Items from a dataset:
↓↓↓

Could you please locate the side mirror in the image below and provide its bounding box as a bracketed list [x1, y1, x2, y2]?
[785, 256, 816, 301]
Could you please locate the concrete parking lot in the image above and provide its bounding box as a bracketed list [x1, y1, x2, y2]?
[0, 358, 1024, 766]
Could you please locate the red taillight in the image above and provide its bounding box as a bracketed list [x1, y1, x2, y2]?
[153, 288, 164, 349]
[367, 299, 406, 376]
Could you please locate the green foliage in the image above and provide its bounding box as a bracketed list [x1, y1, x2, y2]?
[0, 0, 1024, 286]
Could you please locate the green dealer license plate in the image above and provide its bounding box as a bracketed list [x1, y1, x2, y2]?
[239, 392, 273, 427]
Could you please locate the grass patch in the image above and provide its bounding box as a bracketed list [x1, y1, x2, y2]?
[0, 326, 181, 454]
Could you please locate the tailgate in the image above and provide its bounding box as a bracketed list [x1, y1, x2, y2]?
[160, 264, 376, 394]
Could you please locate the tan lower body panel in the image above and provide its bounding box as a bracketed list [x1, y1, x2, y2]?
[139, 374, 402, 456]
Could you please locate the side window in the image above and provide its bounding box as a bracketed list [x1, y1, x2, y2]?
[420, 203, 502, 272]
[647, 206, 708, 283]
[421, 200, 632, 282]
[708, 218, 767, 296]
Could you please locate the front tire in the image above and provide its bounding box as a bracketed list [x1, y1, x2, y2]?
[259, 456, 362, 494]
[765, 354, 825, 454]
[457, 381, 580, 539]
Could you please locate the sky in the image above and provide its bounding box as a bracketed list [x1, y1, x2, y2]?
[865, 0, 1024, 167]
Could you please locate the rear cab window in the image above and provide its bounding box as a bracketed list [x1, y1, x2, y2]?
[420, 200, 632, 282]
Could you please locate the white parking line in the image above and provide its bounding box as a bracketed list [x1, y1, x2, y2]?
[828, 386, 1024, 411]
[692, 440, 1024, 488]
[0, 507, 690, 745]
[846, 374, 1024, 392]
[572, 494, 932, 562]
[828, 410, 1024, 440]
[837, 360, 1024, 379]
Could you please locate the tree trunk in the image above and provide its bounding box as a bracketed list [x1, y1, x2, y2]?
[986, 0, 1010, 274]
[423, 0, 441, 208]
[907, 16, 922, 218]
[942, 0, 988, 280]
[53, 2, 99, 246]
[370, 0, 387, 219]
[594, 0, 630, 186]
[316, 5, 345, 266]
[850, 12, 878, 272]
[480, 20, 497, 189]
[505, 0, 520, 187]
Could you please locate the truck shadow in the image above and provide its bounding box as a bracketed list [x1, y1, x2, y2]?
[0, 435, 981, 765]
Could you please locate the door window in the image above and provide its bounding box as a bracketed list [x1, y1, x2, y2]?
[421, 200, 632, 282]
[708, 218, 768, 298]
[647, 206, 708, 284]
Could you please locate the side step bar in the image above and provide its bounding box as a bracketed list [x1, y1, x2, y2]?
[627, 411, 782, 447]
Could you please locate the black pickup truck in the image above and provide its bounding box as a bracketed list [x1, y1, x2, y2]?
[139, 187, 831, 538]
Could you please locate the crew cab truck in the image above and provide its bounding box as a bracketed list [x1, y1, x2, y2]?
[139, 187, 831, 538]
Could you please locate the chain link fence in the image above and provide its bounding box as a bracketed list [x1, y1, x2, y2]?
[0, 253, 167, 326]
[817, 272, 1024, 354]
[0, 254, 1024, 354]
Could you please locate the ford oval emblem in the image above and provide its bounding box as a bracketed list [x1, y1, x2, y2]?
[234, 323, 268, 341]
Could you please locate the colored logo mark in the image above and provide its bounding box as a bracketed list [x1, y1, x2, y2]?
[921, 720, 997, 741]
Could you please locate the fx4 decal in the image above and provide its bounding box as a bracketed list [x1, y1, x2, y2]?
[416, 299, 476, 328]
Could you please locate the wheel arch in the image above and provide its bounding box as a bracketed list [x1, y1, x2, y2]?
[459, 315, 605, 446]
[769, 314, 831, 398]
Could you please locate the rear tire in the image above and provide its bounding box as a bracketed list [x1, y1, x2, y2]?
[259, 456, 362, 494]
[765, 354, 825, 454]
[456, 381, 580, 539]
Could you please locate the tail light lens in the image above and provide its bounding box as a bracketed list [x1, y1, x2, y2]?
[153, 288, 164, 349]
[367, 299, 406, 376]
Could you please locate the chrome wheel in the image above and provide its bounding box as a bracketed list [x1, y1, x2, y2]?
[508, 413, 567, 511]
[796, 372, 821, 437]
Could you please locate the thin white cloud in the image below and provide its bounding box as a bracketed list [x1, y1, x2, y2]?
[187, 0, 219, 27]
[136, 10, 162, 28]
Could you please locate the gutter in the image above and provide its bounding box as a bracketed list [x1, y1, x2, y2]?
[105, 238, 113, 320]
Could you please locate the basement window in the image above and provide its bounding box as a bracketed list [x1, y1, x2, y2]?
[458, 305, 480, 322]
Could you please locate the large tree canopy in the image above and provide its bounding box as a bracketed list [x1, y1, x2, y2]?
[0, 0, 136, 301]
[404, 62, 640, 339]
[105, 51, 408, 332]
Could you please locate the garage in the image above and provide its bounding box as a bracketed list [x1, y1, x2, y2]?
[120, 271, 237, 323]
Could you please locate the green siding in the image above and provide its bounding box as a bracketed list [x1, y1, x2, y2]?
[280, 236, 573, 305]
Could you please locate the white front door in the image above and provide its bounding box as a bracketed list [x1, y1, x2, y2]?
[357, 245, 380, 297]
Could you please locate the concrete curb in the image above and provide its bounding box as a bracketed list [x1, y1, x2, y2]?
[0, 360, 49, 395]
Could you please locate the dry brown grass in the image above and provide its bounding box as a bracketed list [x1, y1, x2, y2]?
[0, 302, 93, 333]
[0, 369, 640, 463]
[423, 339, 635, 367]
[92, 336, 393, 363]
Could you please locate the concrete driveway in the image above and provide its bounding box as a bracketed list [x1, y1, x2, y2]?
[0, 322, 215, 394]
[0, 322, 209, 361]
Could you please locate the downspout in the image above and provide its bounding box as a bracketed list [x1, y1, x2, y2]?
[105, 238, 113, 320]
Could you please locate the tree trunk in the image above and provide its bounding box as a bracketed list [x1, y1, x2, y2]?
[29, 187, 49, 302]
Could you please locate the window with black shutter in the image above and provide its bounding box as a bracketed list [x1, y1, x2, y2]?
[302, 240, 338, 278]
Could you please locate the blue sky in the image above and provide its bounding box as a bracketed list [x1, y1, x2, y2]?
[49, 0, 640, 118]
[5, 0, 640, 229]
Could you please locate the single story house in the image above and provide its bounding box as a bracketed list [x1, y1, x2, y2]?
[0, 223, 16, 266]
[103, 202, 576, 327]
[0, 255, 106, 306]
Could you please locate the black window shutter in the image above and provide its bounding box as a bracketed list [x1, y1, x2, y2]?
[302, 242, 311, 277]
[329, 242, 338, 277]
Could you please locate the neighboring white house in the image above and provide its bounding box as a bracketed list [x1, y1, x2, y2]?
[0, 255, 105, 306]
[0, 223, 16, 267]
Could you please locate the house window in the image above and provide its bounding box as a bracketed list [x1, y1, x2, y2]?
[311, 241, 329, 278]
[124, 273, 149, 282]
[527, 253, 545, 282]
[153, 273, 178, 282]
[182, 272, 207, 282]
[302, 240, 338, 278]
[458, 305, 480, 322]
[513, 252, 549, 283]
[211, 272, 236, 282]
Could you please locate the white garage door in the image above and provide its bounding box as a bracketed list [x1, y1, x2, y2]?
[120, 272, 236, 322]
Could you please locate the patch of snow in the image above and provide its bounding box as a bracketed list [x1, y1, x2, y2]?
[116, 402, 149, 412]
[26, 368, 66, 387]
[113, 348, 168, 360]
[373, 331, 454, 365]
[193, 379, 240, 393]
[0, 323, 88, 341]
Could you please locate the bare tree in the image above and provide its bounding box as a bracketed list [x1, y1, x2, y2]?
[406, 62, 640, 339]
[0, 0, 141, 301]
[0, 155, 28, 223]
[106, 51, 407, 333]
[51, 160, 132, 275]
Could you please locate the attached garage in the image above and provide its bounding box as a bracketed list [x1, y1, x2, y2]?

↑↑↑

WHAT YOU ARE ASKED TO DO: Update the data from the line that contains "Could you please locate the chain" through the line that contains "[416, 299, 476, 328]", replacing "ford oval emblem" with "oval Ford emblem" and leaving everything else unchanged.

RESULT FOR THIS EXERCISE:
Could you please locate the chain link fence in the image above and provide its bounding box as a bracketed list [x1, y1, x2, y2]?
[0, 253, 167, 326]
[817, 272, 1024, 354]
[0, 254, 1024, 354]
Could you please locate the oval Ford emblem in the image above and provide its bounding box as a bracketed list [x1, y1, x2, y2]?
[234, 323, 268, 341]
Could you please locate the colored logo mark in the image above and provide its bounding box as a bracketed list [x1, y1, x2, y2]?
[921, 720, 997, 741]
Could you please locate the fx4 decal in the image above and provide its bounding box as a bracketed list [x1, y1, x2, y2]?
[416, 299, 476, 328]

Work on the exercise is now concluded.